__WHAT TO WORK ON__. List every library that the legislative column below names as being in the writer's district.

By Rep. Anita Kulik
The House of Representatives and the Senate were back in full swing the week of April 24. The Capitol was filled with people from all over the Commonwealth, including special interest groups and PIAA Championship teams. Many groups had selected this week as their "advocacy week," and representatives came to the Capitol to address matters of concern.
Both chambers also had the honor of recognizing several World War II veterans.
National Library Week brought representatives from the Allegheny County Library Association to the Capitol. We have wonderful libraries in our district, including Bridgeville, Robinson, Carnegie, Coraopolis, and the FOR library in McKees Rocks. I always appreciate talking with the folks from ACLA about our libraries, as well as discussing the need for more funding for our libraries. Especially in recent years, our libraries have grown their number of visitors as well as the number of programs they offer. Their importance to our communities is invaluable.
Libraries are not merely a place to find books. They offer educational programming, community events, and so much more.
As Chair of the Game and Fisheries Committee, I was proud to welcome all the groups that participated in Sportsmen and Sportswomen Day at the Capitol. From hunting and fishing organizations to conservation groups, it proved to be a very informative and fun day in Harrisburg. As a former member of a Ducks Unlimited chapter and based on my discussion with many men and women who enjoy hunting and fishing, I can assure you that they are some of our most ardent conservationists.

__DATA__.
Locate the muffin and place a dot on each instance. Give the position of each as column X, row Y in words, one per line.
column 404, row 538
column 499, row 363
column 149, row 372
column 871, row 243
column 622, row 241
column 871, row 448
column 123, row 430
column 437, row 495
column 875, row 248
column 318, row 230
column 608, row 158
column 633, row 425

__SOLUTION TO THIS EXERCISE__. Bridgeville, Robinson, Carnegie, Coraopolis, and the FOR library in McKees Rocks